Pictures do not belong in the copy; quote every entry below exactly.

Items listed in a dataset
/---
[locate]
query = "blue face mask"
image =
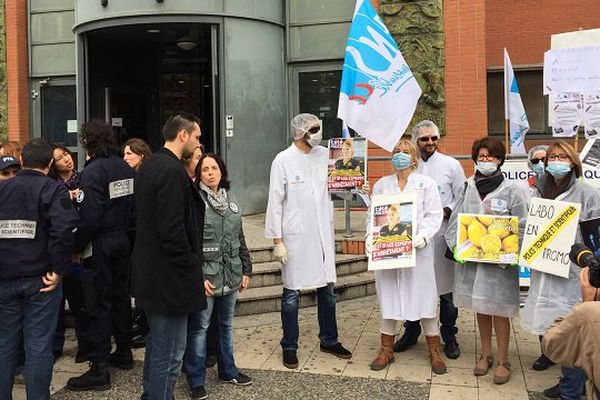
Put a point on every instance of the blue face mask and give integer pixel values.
(539, 168)
(558, 169)
(487, 168)
(401, 161)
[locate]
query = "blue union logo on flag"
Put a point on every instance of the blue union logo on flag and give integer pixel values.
(378, 92)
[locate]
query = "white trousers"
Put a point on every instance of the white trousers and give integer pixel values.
(431, 326)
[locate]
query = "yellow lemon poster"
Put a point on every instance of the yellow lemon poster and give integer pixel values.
(488, 238)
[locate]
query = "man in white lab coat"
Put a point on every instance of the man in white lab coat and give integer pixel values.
(300, 222)
(450, 178)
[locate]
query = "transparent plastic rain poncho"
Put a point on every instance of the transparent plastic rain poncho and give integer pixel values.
(532, 151)
(490, 289)
(301, 123)
(552, 296)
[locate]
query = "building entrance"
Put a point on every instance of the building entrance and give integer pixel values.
(138, 75)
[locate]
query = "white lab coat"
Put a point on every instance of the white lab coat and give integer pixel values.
(450, 178)
(300, 212)
(411, 293)
(552, 296)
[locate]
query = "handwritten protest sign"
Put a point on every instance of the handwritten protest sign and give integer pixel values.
(572, 69)
(488, 238)
(347, 168)
(393, 223)
(549, 234)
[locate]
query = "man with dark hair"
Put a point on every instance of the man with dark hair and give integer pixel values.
(37, 220)
(105, 205)
(9, 166)
(167, 255)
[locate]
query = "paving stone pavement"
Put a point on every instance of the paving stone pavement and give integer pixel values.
(323, 376)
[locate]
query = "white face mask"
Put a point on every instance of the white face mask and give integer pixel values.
(315, 139)
(486, 168)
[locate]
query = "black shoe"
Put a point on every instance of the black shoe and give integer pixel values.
(542, 363)
(81, 357)
(290, 359)
(337, 350)
(240, 380)
(554, 392)
(138, 341)
(211, 361)
(405, 342)
(121, 359)
(198, 393)
(97, 378)
(452, 350)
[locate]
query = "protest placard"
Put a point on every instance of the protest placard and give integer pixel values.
(590, 161)
(393, 222)
(347, 168)
(568, 109)
(488, 238)
(591, 115)
(549, 233)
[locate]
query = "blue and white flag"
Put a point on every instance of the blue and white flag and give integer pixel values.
(378, 93)
(514, 111)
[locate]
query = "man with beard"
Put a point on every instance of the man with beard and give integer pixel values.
(168, 283)
(450, 178)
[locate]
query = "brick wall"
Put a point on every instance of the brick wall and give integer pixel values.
(17, 70)
(3, 93)
(524, 27)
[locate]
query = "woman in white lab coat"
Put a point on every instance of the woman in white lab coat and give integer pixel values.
(411, 293)
(490, 290)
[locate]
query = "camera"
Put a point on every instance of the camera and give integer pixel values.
(584, 257)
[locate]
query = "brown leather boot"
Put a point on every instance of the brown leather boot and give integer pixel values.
(438, 365)
(385, 356)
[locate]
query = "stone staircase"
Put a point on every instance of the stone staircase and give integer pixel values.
(264, 293)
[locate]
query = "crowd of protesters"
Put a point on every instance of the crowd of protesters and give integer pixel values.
(165, 229)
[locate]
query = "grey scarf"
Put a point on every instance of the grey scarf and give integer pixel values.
(218, 201)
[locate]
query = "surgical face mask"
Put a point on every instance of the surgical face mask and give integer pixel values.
(401, 160)
(558, 169)
(315, 139)
(487, 168)
(538, 168)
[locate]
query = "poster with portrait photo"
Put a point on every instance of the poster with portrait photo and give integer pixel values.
(347, 168)
(393, 221)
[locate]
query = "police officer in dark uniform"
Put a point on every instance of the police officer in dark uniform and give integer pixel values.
\---
■ **Solution to this exercise**:
[locate]
query = "blue face mask"
image =
Put a point on every instance of the blue face mask and give integer pixel values.
(539, 168)
(558, 169)
(487, 168)
(401, 161)
[locate]
query = "blue union logo on flag"
Put a point on every instance of the blue union logo on flag and give integer pixel values.
(378, 92)
[locate]
query = "white trousers"
Put a point on every instance of the white trousers and give integer pixel values.
(431, 326)
[locate]
query = "yellow lemon poster"
Put a point on every instance of the yellow lemon poster and give integer pixel values.
(488, 238)
[locate]
query = "man in white lab coat"
Put a point on every instance of the man in white lab coat and give integer pixel values.
(300, 222)
(450, 178)
[locate]
query = "transparent plastic rain poncho"
Put a point on every instance of the transparent plastic rain poncho and give integer pixel values.
(532, 151)
(490, 289)
(301, 123)
(552, 296)
[locate]
query = "building entrance"
Put a point on every instance of the building entrance and give integer pixel values.
(138, 75)
[locate]
query = "white lab coat"
Put a point on every instance of the white lab coat and give integer pixel values.
(450, 178)
(300, 212)
(411, 293)
(552, 296)
[locate]
query = "handwritten protest sign"
Put a point on every instance of the handwritten protest sign and give integer pixel values.
(572, 69)
(488, 238)
(347, 168)
(393, 223)
(549, 234)
[locate]
query = "man with dark hair"
Put a point on every instance of the man with dark hair and give integer pixel values.
(37, 220)
(105, 205)
(9, 166)
(167, 255)
[locate]
query = "paving stone pavement"
Put a point on every instance of the paving stone pavement and give integer pixel values.
(323, 376)
[locate]
query = "white face mask"
Put a point on every instance of the white face mask and give integer pixel values.
(315, 139)
(486, 168)
[locate]
query = "black shoe"
Put a point on every instance of the black shoe and give integer pixel values.
(542, 363)
(81, 357)
(290, 359)
(337, 350)
(240, 380)
(554, 392)
(138, 341)
(211, 361)
(405, 342)
(121, 359)
(198, 393)
(97, 378)
(452, 350)
[locate]
query = "protest placard"
Put a point on every instance of the protest placard and give integer pixel values.
(590, 161)
(393, 222)
(347, 168)
(568, 109)
(488, 238)
(591, 115)
(549, 233)
[locate]
query = "blue and white flag"
Put a point on every instance of the blue and white flag and give integer pixel values.
(378, 93)
(514, 111)
[locate]
query = "man with beard"
Put a point on every instance of the man with beard and give integer pixel values.
(168, 283)
(450, 178)
[locate]
query = "brick wall"
Put a point on every instance of the brick wall and give integer pixel values.
(17, 70)
(3, 93)
(524, 27)
[locate]
query = "woman in white lab coat"
Put a point on every instance of the woman in white lab coat and give integer pixel values.
(411, 293)
(490, 290)
[locate]
query = "camera"
Put a point on every instance of the camera and give integer pixel values.
(584, 257)
[locate]
query = "brown leather boot"
Put a point on every instance of the brown leather boot and give integer pixel values.
(438, 365)
(385, 356)
[locate]
query = "stone staircase"
Put a point on every instance of the stone staircase and give integer pixel values.
(264, 293)
[locate]
query = "crowd of protesters"
Put a point on every instance of the crowd of protesters and give integer pixel values.
(165, 229)
[locate]
query = "grey scarf"
Put a point on every instance of the grey scarf and give integer pixel values.
(218, 201)
[locate]
query = "surgical face mask"
Put a point on every instance of the surgical face mask and give integer pixel values.
(401, 160)
(558, 169)
(315, 139)
(487, 168)
(538, 168)
[locate]
query = "poster with portrait photo"
Put a point on every instance of the poster with portrait photo and give integer pixel values.
(347, 168)
(393, 221)
[locate]
query = "police officer in dark uniform"
Put a point on every instance of the police officer in dark uniform and give integer pixel values.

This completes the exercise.